■ To do: Write the next portion of the passage on Chinese battery research, continuing after its final sentence.

Chinese scientists are now optimizing the new battery in preparation for vehicle demos, said Wang, adding that the Chinese Academy of Sciences has partnered with more than 30 battery and electric vehicle companies to introduce the new battery into the market.

At the same time, China has used nanotechnologies to make breakthroughs in the next generation of rechargeable batteries, namely lithium-sulfur and lithium-air batteries, said Li Hong, a researcher at the Chinese Academy of Sciences' Institute of Physics.

"For decades, the United States and Japan have held key patents and technologies on lithium-ion batteries," said Li. "But China can keep up with them or even take the lead in fields related to the next generation of rechargeable batteries."

Compared with lithium-ion batteries, lithium-sulfur batteries use sulfur rather than expensive alloys for electrodes, making them cheaper, lighter and able to store almost double the energy for the same mass. China has created a world-leading lithium-sulfur battery capable of holding 609 Wh/kg, Li said.

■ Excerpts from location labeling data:
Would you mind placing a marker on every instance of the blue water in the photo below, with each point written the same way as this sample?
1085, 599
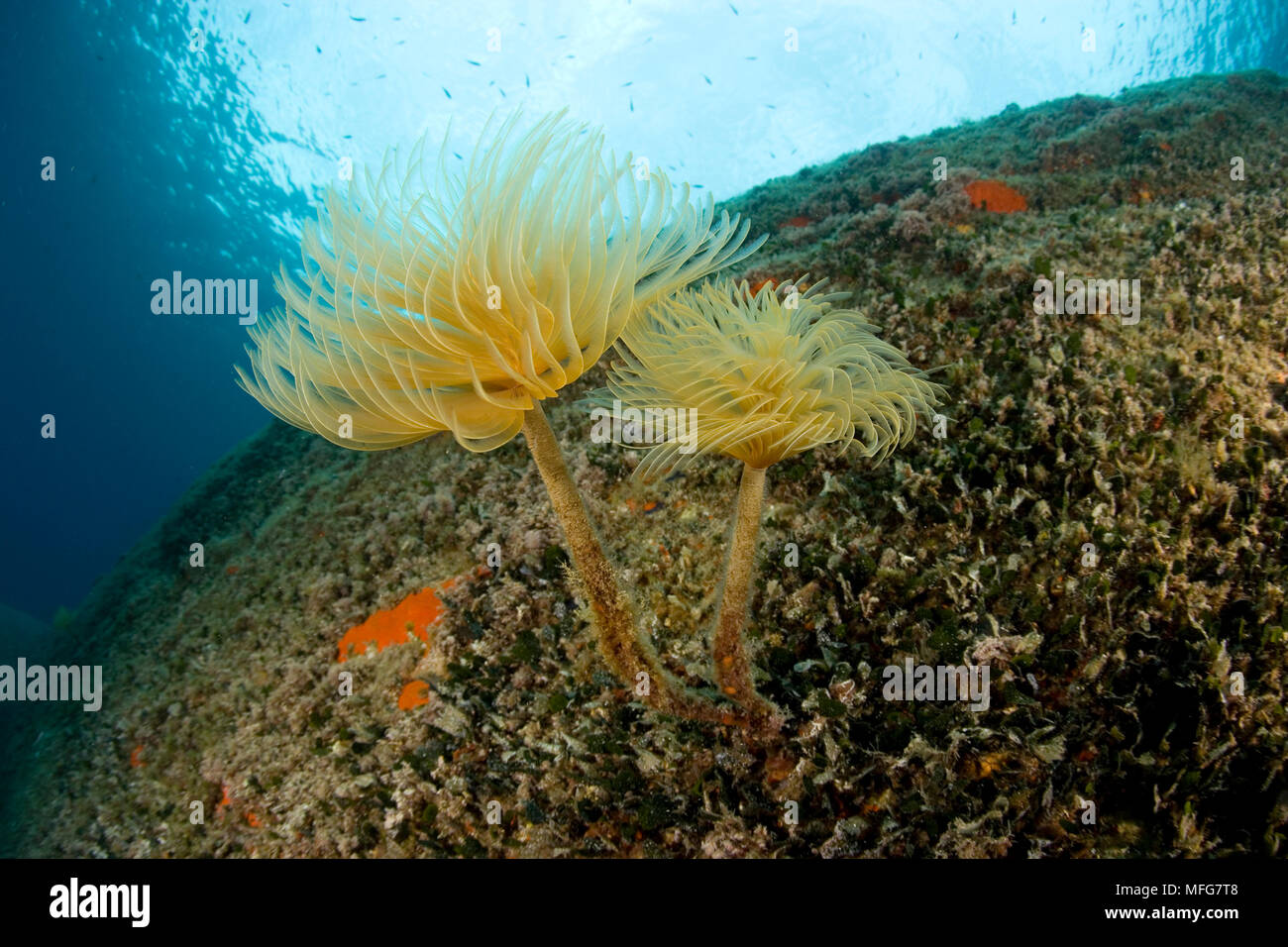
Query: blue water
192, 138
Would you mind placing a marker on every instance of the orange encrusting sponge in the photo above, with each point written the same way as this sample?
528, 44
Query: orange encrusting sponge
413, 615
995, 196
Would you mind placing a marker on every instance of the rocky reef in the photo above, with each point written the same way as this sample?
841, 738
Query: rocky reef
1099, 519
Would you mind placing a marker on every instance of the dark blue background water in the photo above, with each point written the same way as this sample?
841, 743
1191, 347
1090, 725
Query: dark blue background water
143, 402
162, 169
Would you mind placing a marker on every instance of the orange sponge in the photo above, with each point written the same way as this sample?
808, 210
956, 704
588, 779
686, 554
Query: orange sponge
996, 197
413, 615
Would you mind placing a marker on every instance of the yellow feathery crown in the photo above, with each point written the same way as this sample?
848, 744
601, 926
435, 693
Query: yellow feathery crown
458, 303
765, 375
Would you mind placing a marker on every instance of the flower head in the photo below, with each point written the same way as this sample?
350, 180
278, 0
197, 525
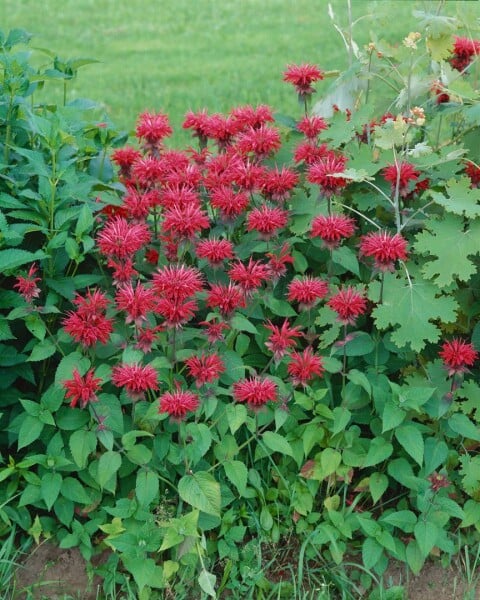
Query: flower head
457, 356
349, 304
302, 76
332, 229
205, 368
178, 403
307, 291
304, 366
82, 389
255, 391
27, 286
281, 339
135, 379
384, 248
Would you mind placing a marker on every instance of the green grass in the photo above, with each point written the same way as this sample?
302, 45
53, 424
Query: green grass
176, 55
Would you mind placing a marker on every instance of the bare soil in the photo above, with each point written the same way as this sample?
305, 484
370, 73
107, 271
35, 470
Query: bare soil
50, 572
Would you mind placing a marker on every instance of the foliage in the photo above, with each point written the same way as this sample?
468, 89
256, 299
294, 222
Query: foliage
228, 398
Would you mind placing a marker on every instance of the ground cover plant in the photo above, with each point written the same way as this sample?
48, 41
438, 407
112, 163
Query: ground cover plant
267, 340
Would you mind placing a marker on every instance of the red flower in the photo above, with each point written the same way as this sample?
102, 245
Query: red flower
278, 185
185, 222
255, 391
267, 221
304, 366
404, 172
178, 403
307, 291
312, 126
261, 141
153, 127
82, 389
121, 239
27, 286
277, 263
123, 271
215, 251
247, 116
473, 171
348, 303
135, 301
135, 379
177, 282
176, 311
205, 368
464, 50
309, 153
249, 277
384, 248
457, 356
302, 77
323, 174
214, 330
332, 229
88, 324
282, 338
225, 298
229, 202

■ Result:
The lithium-sulfur battery has been successfully tested in commercial solar powered drones, he added. China has also formed its first lithium-sulfur battery production company, Zhongke Paisi Energy Storage Technology Co, located in Dalian, Liaoning province, and it has recently finished building the world's largest production line for the new battery.

The lithium-air battery takes innovation further by using oxygen from the air for electrodes. It has all the benefits of lithium-sulfur batteries plus being even more environmentally friendly. Chinese scientists have produced a lithium-air battery that can store 780 Wh/kg, Li said.

Although the technology is relatively new and still needs more testing, "it will significantly increase China's technological and engineering prowess in the global race for smaller, longer-lasting, more powerful batteries," Li said.

New nanomaterials also helped China develop a new printing method that is both cost-efficient and does not produce corrosive or poisonous waste, said Song Yanlin, a researcher from the Institute of Chemistry from the academy.

The new technology will help transform China's industrial printing industries, whose turnover was $180 billion in 2016, to be completely environmentally friendly, he said. It will also reduce the harmful chemicals used to etch prints on electronics.

Nanomaterials can also be used to create portable water filtration systems for more than 1,200 nomadic families in North China's Inner Mongolia autonomous region, said Fang Shibi, a researcher at the Institute of Chemistry.

The new nanomaterial used in the water filters can effectively purify the arsenic and fluorine, and the nomads need only change the filters once per year, making clean water cheap and more accessible, he added. (China Daily)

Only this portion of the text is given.